> FRAGMENTO DEL DOCUMENTO
# # # # #

La realidad rusa acusó la intensidad de los cambios. Una sociedad empobrecida a la que se sometía a tal transformación no podía permanecer indiferente y pronto daría muestras públicas de ello. A las tradicionales explosiones de rebeldía campesina, que no se producían desde hacía tiempo, se había sumado una nueva forma de disidencia propiamente urbana. La intelligentsia ya había dado muestras de disconformidad con la autocracia zarista y su actitud abierta a Occidente y a sus novedades fue inmediatamente sospechosa para el gobierno y los sectores más tradicionales de la sociedad. Dentro de este grupo abundaban los partidarios de realizar reformas políticas graduales que transformasen el régimen desde dentro, como la instalación de algún tipo de asamblea representativa (o Duma) y de limitaciones al poder ilimitado del zar. Eran los liberales, grupos numerosos en las ciudades y que en general respetaban la monarquía y creían en la posibilidad de un cambio pacífico. Pero la intolerancia de los sucesivos gobiernos y la larga represión de cualquier muestra de disidencia favorecieron el surgimiento de grupos radicales y violentos. En el siglo XIX los más notables agitadores políticos fueron los llamados narodniki o populistas, una especie de socialistas utópicos que tenían una fe inquebrantable en el pueblo ruso y en el terrorismo como método para liberarlo del yugo zarista. Su mayor éxito llegó en 1881, cuando el grupo revolucionario Naródnaya Volia («Voluntad del Pueblo») capitaneado por Andréi Zhelyabov, el revolucionario que Lenin compararía con Robespierre, cometió un atentado que le costó la vida a Alejandro II. Le sucedió su hijo Alejandro III, que inició su reinado dando un giro a la política reformista de su padre e imponiendo una férrea represión de cualquier mínima muestra de disconformidad política. Una de sus medidas más importantes fue la creación de la Ojrana, la temida policía política dirigida desde el Ministerio del Interior, que fue la piedra sobre la que construyó un Estado policial.

Pero si no eran pocos los flancos abiertos para el zar, la acelerada industrialización de las décadas siguientes trajo más problemas. El crecimiento de la población urbana llevó a la extensión de la cultura y algunas de las costumbres occidentales. Cada vez grupos más amplios disfrutaban de unos avances que resultaban inimaginables en el campo, con el que las diferencias eran cada vez mayores. Los empresarios, los altos funcionarios del Estado y los profesionales de todo tipo cada vez tenían un conocimiento mayor de las ideas europeas, y su propio ritmo de vida era más propicio para el surgimiento de espacios de libertad y de actuación pública. En estas condiciones, las reivindicaciones de los liberales de conseguir mayores cotas de participación política se extendieron rápidamente. Y a todo esto se sumó el surgimiento del movimiento obrero en la década de 1890. Pese a no estar reconocidas las libertades civiles y prohibidos los sindicatos, se organizaron las primeras huelgas industriales de grupos de obreros concienciados que protestaban por sus pésimas condiciones de trabajo y de vida. El nerviosismo oficial aumentaba sin cesar.

# # # # #

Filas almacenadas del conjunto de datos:
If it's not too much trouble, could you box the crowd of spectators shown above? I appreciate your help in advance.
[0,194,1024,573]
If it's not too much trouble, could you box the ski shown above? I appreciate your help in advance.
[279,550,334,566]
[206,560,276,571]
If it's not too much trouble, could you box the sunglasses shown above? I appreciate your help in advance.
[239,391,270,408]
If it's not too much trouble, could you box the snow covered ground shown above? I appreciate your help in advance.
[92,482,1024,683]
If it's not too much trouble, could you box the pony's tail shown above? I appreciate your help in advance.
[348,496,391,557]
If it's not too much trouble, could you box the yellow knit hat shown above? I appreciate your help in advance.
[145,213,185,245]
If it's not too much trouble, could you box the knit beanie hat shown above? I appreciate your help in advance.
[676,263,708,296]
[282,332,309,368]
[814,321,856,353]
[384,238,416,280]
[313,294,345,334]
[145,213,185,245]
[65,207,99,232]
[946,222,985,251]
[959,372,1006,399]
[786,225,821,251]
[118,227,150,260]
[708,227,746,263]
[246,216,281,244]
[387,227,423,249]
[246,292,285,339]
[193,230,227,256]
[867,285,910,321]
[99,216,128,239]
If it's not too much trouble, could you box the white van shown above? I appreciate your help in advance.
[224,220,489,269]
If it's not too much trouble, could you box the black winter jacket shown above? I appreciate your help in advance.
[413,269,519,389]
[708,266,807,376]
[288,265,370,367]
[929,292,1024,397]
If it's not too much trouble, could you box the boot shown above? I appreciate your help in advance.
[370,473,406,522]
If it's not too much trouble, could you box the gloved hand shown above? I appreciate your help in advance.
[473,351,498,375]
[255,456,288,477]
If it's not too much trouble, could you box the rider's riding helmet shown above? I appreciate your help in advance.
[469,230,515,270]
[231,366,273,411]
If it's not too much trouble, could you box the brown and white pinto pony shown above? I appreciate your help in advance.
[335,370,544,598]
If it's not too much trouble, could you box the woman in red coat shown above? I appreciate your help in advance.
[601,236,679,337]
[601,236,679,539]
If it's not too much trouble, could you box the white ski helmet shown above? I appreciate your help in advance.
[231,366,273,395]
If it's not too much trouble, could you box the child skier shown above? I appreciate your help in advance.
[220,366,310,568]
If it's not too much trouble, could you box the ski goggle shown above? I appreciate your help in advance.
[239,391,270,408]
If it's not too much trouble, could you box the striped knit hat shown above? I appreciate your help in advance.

# # # # #

> TAREA PROPUESTA
Según el fragmento sobre la Rusia zarista, ¿qué grupo revolucionario cometió en 1881 el atentado que le costó la vida a Alejandro II?

> SOLUCIÓN
Naródnaya Volia («Voluntad del Pueblo»), capitaneado por Andréi Zhelyabov.